DIRECTION 1 → List every appendix that the review exchange below refers to by letter, naming each one only once.
DIRECTION 2 → In the review exchange below, who proposed the mixture Wasserstein distance that the authors use?

PASSAGE TO READ →
★ ★ ★
However, my concern remains that the research question is not really addressed.

The question of inductive and architectural bias is a motivation of our work, but is not the research question. We have further made this clear in the introduction. The research question and focus of the work is the derivation of the first (to the best of our knowledge) sharp analysis of a generative flow learnt from limited data. We nevertheless address the reviewer's concerns in detail below.

What does this tell me about the learned distribution at each of the mixtures?

The learnt distribution is a bimodal balanced Gaussian mixture centered around ±μ^\pm\hat{\mu} (characterized in Result 3.1), and with variance

σ^2=e201dt(β˙(t)c^(t)+α˙(t)α(t)(1c^(t)β(t))) \hat{\sigma}^2=e^{2 \int_0^1 dt( \dot{\beta}(t) \hat{c}(t)+\frac{\dot{\alpha}(t)}{\alpha(t)}(1-\hat{c}(t) \beta(t))) }

This is also true in span(ξ,μemp.)\mathrm{span}(\xi,\mu_{emp.}). We have explicited all the details in a new Appendix F, see eq. (118).

In my view, this metric is a strong metric of convergence such as KL divergence or total variation, and the authors are able to show convergence as 1/n1/n if this is indeed the dominant scaling behavior.

We provide in Appendix F a derivation of a closed-form expression for the Wasserstein distance between the target and generated densities. We employ the mixture Wasserstein distance proposed in [a], which constitutes a natural generalization of the standard Wasserstein distance for Gaussian mixture distributions and further presents the advantage of being analytically tractable. In this metric, we show that the distance between the generated and target density decays as Θn(1/n)\Theta_n(1/n). We included pointers to this result in the main text.

[a] Delon and Desolneux, A Wasserstein-type distance in the space of Gaussian Mixture Models, SIAM 2020

The authors say that the DAE with skip connections is superior over the DAE without skip connections. However, Appendix D shows the same scaling behavior with is observed in the metric of Corollary 3.3. Even the other end of the spectrum, a fully flexible function memorizing the training data, has this convergence behavior.

As we show in Appendix F, for a DAE without skip connection, the generated density is bounded away from the target density in Wasserstein distance, with the latter remaining Θn(1)\Theta_n(1) (i.e. it does not improve with the number of samples). Similarly, a fully flexible function memorizing the data also leads to a Θn(1)\Theta_n(1) Wasserstein distance, and therefore fails to sample from the target distribution. We have further included an Appendix G where we make analytically explicit in a closely related setup how a neural network with infinite expressivity memorizes the training data.
★ ★ ★
DATA ENTRIES →
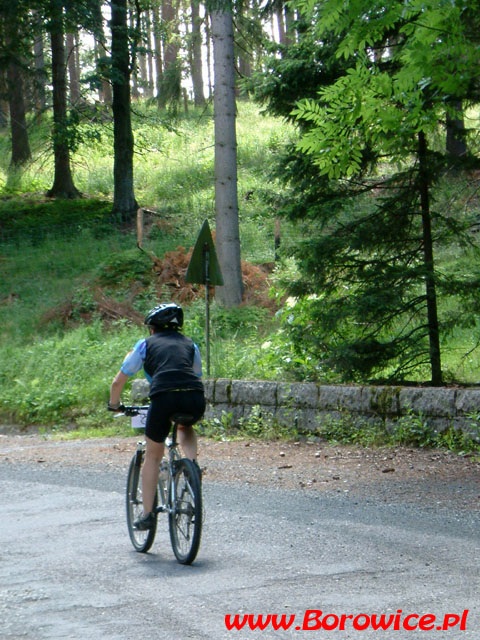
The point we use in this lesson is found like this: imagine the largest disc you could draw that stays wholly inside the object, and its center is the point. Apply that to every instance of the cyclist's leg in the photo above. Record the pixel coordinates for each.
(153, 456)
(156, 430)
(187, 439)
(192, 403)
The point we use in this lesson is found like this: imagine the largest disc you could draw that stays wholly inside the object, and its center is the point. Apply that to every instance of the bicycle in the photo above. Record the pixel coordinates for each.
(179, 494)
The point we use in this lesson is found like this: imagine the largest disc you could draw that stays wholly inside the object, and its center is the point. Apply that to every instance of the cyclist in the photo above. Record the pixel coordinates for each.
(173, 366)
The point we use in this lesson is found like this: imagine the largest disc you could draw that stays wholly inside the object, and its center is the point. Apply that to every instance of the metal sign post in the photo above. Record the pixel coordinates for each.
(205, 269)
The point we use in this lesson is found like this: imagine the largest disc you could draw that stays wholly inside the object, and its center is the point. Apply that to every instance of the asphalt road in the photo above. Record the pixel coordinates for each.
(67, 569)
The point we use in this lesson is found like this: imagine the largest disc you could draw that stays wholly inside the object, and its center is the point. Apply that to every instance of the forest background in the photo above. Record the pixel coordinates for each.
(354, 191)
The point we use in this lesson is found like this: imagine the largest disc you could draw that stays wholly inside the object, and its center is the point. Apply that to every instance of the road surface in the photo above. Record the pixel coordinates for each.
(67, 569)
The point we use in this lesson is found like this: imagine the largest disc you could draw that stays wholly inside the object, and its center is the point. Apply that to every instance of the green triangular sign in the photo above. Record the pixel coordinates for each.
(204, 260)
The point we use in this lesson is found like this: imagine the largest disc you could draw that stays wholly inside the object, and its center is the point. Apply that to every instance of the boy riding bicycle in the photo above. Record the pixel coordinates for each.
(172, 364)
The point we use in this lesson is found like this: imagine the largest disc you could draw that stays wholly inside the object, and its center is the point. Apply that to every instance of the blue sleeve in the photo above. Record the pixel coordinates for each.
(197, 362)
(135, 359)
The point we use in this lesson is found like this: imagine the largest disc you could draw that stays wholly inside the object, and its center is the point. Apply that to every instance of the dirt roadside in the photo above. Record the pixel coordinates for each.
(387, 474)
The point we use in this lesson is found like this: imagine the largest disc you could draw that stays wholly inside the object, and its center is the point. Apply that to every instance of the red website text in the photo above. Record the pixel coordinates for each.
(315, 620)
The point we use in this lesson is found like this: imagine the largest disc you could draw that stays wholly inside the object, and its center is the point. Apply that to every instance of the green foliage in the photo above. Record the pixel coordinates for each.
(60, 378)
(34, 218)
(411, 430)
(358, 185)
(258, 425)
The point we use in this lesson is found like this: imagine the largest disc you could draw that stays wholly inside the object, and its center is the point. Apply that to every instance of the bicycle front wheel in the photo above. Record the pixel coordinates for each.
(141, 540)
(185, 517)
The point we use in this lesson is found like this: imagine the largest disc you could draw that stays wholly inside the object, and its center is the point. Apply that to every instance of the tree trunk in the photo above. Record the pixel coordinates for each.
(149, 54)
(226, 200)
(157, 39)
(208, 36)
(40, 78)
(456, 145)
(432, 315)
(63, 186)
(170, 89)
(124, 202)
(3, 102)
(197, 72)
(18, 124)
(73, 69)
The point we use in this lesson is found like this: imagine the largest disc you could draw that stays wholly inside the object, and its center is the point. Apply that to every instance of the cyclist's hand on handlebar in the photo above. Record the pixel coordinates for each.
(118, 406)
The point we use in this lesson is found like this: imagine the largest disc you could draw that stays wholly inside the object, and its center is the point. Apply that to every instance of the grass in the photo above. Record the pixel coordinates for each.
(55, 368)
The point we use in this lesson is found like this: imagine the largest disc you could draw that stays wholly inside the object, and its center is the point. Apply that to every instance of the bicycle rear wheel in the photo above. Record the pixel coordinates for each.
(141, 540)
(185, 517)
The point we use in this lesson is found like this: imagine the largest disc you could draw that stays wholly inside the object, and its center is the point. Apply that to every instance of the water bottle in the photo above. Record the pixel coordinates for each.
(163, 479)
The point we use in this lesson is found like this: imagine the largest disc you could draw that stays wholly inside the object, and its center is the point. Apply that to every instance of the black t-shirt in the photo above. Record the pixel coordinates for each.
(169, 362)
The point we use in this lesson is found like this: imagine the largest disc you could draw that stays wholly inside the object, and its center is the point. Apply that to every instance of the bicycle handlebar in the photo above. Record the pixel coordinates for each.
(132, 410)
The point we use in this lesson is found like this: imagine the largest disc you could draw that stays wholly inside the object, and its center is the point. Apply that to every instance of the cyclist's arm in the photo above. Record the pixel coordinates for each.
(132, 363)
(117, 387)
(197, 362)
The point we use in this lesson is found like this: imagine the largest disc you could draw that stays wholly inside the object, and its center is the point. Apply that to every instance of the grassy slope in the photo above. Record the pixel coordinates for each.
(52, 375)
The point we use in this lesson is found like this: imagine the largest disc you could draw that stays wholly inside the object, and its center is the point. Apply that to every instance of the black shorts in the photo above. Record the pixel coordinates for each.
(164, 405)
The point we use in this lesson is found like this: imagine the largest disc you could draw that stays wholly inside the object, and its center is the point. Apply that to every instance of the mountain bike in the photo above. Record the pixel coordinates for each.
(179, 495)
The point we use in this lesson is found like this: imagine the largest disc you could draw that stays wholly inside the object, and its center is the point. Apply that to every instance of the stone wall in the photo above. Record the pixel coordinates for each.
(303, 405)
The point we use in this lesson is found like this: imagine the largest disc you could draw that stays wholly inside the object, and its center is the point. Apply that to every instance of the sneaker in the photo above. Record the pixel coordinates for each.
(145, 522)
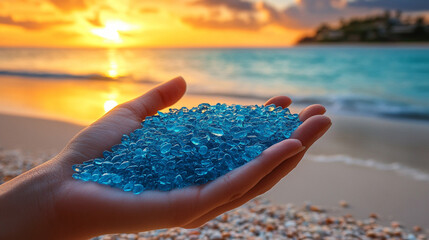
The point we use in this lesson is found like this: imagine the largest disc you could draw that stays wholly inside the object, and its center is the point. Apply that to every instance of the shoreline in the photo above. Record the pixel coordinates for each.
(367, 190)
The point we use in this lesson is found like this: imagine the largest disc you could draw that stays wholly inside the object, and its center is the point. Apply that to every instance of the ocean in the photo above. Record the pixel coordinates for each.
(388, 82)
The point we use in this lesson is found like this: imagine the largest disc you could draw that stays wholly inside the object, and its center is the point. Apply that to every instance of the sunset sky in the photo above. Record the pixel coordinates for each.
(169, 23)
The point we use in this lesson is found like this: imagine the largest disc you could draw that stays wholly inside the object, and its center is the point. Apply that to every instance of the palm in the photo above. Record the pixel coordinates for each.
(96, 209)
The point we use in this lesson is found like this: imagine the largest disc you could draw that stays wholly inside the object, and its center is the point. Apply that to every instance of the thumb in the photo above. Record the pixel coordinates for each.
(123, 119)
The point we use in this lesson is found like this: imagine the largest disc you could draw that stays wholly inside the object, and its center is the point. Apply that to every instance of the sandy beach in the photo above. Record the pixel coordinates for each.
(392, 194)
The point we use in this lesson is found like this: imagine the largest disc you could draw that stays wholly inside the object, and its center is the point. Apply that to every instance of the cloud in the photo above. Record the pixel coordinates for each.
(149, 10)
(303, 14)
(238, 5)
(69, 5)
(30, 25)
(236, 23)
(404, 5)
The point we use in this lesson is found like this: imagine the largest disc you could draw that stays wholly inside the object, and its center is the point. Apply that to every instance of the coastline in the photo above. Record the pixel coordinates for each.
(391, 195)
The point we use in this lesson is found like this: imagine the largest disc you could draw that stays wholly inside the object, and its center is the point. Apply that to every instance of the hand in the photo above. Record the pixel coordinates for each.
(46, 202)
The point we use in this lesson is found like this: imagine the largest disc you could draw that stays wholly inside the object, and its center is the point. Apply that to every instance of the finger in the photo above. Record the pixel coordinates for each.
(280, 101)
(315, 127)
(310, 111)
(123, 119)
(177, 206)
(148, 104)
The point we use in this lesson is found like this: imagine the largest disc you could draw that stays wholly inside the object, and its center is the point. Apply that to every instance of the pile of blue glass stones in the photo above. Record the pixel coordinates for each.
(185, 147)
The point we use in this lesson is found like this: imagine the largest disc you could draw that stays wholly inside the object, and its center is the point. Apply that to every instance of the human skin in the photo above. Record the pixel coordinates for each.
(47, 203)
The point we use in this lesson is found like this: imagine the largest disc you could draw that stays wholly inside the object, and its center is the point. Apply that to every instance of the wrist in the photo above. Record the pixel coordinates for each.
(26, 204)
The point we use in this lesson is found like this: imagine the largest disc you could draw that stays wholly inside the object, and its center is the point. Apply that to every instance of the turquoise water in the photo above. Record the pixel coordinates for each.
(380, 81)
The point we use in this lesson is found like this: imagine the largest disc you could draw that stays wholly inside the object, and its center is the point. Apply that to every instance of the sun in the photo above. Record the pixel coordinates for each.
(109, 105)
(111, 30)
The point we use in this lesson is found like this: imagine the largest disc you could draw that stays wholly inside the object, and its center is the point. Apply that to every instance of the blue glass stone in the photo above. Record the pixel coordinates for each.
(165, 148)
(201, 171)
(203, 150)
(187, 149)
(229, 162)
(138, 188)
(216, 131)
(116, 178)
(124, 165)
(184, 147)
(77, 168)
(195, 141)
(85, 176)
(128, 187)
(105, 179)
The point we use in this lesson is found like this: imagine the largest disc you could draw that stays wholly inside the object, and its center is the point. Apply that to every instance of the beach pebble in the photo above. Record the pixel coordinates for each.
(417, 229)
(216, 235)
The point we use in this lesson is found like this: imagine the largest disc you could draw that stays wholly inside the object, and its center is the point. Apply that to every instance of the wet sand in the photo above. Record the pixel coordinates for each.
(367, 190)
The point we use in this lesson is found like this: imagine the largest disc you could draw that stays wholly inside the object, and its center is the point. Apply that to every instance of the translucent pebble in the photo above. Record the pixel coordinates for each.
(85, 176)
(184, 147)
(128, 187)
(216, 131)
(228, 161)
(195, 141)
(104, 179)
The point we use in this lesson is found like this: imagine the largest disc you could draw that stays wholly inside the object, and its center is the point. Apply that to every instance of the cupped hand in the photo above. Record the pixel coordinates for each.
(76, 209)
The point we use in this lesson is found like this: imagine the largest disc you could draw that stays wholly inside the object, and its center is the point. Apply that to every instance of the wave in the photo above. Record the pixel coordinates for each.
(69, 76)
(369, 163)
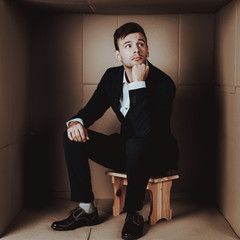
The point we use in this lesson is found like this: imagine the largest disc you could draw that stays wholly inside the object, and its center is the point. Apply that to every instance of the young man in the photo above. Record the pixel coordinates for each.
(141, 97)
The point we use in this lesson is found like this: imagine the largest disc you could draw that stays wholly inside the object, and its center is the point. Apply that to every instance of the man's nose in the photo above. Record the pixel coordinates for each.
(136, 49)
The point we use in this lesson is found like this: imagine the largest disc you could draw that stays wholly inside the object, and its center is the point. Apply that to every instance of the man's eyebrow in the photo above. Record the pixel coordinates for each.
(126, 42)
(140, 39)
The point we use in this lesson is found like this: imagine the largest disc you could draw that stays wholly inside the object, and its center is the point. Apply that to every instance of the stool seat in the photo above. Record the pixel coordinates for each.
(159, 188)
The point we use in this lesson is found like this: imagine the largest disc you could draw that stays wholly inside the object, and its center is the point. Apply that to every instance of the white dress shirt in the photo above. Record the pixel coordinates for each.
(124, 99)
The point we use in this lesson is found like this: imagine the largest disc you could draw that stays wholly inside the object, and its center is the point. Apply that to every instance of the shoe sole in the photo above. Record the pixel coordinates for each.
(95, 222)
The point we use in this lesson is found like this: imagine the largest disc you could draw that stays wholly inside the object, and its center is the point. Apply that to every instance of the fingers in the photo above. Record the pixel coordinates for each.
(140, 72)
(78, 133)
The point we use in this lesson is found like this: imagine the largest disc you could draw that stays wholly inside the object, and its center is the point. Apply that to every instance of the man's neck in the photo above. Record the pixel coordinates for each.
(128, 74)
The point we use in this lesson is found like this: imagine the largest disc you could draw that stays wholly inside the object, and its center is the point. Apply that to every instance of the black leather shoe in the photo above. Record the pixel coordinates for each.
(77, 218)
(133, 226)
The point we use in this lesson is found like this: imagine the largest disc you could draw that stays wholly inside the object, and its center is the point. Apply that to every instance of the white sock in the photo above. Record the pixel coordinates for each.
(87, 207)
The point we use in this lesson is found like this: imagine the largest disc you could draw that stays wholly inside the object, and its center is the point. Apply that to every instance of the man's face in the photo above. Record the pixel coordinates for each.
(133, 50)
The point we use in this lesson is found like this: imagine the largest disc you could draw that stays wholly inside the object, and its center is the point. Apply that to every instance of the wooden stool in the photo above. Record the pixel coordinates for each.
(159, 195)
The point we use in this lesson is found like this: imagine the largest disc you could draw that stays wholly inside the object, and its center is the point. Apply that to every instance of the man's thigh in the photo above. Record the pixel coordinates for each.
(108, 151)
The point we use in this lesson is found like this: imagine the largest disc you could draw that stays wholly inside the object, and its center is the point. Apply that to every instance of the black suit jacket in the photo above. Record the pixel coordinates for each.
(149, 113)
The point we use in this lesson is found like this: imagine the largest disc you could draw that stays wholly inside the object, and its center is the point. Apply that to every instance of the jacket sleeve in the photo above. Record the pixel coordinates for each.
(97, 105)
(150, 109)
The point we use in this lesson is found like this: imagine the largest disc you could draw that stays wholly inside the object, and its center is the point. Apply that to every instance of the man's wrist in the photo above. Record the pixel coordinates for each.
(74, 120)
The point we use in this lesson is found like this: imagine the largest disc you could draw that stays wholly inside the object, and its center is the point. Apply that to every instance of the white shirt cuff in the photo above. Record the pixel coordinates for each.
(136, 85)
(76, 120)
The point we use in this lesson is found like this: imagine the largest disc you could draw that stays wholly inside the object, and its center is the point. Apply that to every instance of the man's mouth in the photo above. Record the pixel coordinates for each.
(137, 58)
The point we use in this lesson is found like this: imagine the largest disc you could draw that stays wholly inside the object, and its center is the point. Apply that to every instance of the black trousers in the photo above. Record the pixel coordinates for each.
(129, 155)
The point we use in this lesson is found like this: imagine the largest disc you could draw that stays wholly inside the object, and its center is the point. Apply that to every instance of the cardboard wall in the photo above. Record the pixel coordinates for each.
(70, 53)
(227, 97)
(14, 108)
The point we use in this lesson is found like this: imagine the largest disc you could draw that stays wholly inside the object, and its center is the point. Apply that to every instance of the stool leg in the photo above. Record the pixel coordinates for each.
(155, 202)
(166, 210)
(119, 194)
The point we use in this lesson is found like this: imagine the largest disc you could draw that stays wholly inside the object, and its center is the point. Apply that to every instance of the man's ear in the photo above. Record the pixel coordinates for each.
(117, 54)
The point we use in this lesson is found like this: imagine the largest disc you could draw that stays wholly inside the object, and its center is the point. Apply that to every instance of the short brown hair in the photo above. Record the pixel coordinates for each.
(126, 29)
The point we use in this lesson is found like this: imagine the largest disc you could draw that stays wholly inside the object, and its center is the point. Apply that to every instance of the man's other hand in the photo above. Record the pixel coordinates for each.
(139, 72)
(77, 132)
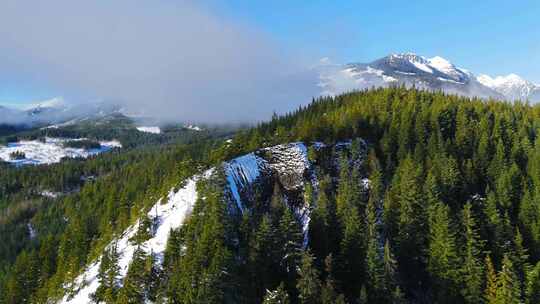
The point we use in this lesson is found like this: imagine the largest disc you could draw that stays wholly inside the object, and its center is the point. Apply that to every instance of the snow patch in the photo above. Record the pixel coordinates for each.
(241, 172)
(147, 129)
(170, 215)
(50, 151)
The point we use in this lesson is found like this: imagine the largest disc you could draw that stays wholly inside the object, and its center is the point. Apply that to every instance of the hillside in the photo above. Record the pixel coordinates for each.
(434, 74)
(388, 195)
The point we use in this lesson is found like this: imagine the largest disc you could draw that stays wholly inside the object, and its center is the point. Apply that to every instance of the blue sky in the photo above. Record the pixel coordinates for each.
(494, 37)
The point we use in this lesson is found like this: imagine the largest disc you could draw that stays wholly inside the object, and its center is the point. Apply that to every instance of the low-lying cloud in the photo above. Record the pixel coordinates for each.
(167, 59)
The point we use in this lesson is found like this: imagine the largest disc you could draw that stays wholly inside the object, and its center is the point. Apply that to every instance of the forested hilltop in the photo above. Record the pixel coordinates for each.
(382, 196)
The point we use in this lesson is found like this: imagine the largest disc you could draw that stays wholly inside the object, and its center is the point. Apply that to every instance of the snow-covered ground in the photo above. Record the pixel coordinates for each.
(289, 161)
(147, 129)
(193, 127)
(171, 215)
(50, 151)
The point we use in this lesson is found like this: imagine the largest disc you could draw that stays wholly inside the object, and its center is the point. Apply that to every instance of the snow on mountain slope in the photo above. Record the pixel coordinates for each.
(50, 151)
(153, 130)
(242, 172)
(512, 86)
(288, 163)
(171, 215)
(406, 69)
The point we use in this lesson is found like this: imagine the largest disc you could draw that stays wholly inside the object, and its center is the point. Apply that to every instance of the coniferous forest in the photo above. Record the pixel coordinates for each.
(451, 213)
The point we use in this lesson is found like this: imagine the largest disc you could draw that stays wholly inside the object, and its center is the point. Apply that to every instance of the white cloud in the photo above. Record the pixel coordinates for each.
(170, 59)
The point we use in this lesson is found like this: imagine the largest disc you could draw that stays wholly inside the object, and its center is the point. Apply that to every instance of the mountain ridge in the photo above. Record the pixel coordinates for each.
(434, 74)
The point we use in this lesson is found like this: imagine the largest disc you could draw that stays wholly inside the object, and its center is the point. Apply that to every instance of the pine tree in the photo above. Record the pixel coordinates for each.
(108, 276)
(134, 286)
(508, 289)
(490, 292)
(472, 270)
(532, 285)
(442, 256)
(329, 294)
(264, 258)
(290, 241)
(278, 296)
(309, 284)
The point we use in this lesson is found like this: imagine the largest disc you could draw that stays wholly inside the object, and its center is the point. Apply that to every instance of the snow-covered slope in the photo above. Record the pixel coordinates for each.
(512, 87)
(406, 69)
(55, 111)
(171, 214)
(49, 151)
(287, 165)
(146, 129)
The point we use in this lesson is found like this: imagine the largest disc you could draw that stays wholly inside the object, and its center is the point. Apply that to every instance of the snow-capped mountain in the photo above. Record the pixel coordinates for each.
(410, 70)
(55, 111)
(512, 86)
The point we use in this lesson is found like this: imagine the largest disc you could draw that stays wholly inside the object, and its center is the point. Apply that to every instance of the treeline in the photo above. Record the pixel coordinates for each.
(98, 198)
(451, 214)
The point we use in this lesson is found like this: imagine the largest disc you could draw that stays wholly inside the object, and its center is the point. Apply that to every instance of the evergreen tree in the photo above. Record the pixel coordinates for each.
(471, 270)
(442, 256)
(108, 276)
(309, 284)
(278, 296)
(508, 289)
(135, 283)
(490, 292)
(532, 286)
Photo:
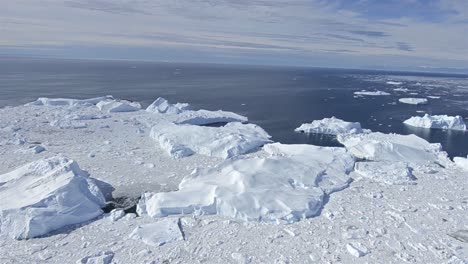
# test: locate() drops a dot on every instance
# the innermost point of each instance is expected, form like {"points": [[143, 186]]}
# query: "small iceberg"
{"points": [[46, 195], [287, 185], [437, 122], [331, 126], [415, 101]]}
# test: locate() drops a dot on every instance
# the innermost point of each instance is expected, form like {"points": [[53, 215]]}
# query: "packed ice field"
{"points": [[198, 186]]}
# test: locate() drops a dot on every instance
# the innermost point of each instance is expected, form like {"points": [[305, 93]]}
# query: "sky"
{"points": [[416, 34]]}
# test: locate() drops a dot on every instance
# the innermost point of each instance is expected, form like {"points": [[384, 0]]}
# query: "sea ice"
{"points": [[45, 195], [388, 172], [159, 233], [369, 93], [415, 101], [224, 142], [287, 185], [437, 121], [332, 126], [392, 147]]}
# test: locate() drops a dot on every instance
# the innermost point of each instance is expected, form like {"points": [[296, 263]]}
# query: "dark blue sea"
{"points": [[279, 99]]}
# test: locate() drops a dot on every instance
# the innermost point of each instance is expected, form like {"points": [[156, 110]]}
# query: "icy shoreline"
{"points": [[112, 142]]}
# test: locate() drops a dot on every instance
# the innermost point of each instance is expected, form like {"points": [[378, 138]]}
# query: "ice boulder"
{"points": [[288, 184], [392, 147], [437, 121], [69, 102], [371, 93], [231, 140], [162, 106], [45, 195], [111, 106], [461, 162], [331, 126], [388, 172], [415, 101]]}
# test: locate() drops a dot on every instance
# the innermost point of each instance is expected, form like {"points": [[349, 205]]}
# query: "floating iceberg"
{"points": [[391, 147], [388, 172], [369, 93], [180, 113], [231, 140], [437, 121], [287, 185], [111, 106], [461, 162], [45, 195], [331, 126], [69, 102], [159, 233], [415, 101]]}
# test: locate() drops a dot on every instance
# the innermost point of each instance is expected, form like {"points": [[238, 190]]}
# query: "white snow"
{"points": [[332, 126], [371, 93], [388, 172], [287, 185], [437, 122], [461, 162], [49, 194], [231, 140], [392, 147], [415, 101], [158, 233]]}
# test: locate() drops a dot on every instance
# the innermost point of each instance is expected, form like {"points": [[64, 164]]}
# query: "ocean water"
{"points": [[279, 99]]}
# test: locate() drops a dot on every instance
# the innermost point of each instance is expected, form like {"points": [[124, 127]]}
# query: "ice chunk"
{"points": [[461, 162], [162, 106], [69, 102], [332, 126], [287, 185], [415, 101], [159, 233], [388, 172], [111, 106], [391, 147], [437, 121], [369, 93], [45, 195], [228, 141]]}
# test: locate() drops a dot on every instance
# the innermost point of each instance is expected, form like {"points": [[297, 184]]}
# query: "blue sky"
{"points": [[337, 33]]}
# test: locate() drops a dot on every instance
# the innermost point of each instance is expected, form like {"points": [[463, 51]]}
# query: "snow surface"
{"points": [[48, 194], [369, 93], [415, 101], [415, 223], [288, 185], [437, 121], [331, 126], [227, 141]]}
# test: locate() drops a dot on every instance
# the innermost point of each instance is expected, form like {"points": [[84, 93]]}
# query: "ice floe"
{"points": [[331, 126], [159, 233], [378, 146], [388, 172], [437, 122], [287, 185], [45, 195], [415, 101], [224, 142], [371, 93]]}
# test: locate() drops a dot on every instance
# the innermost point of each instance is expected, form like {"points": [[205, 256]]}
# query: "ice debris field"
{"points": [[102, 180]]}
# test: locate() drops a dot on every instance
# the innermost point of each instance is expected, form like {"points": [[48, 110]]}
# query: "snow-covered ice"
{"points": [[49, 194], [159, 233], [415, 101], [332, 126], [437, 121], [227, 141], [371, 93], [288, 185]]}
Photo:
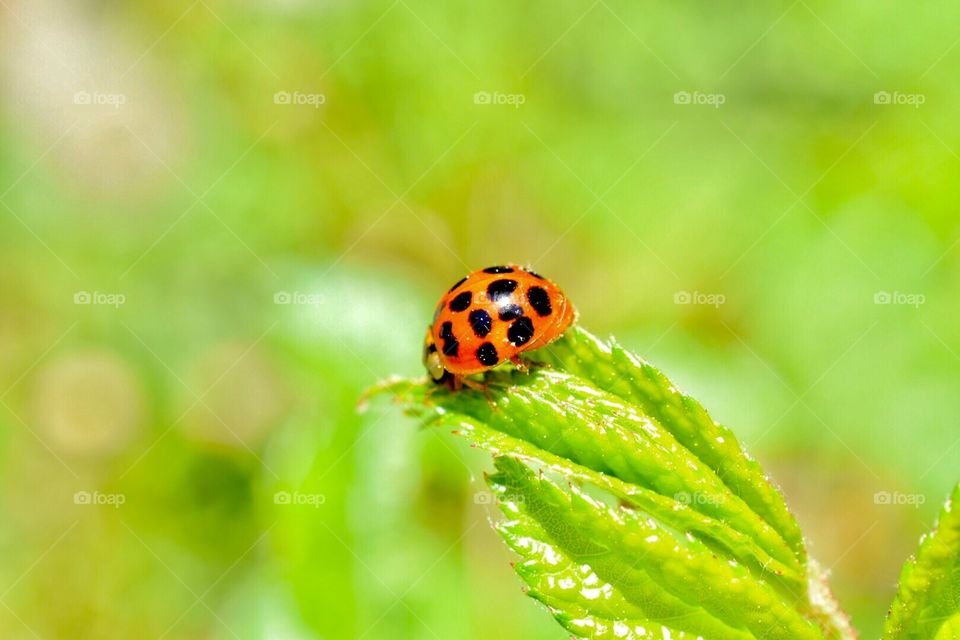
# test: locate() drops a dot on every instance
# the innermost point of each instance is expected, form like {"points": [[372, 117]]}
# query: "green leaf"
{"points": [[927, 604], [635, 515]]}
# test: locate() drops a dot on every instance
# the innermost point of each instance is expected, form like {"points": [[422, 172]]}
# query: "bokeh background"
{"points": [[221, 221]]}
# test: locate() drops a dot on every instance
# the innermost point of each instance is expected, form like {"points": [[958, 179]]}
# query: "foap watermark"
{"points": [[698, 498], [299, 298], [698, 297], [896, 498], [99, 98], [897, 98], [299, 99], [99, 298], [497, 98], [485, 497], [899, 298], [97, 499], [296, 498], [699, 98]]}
★ ★ ★
TASK OUTPUT 1 → Appendix F, Appendix D, Appendix G

TASK OUTPUT 2 → Delon and Desolneux